What needs to be done:
Copy each of the following items word for word, keeping every character unchanged.

Dataset extract:
[Start]

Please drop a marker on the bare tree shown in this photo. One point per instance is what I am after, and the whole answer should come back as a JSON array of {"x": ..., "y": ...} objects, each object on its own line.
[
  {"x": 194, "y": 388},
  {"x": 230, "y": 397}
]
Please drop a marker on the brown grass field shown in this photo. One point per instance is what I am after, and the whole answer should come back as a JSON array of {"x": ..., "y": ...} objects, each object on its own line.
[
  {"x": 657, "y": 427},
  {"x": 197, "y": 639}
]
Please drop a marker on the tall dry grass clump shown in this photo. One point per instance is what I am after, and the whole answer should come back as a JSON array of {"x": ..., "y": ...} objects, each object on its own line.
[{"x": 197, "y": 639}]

[End]

Solution for this problem:
Please drop a marker on the bare tree shown in this photo. One point per instance is what I am after, and the whole answer should come back as a JSON array of {"x": ..., "y": ...} objects, each object on its own line.
[
  {"x": 194, "y": 388},
  {"x": 230, "y": 397}
]
Please drop a marker on the brown grass field shown in this photo. One point per instance is what I am after, and the whole answer should come back as a JSON array of {"x": ..., "y": ...} objects, each object on its own line.
[
  {"x": 657, "y": 427},
  {"x": 197, "y": 639}
]
Please drop a marker on the tall dry grass clump shown in this photo. One point per instance is what I am after, and the whole answer should come back as a JSON array of {"x": ..., "y": ...} objects, each object on its own line.
[{"x": 197, "y": 639}]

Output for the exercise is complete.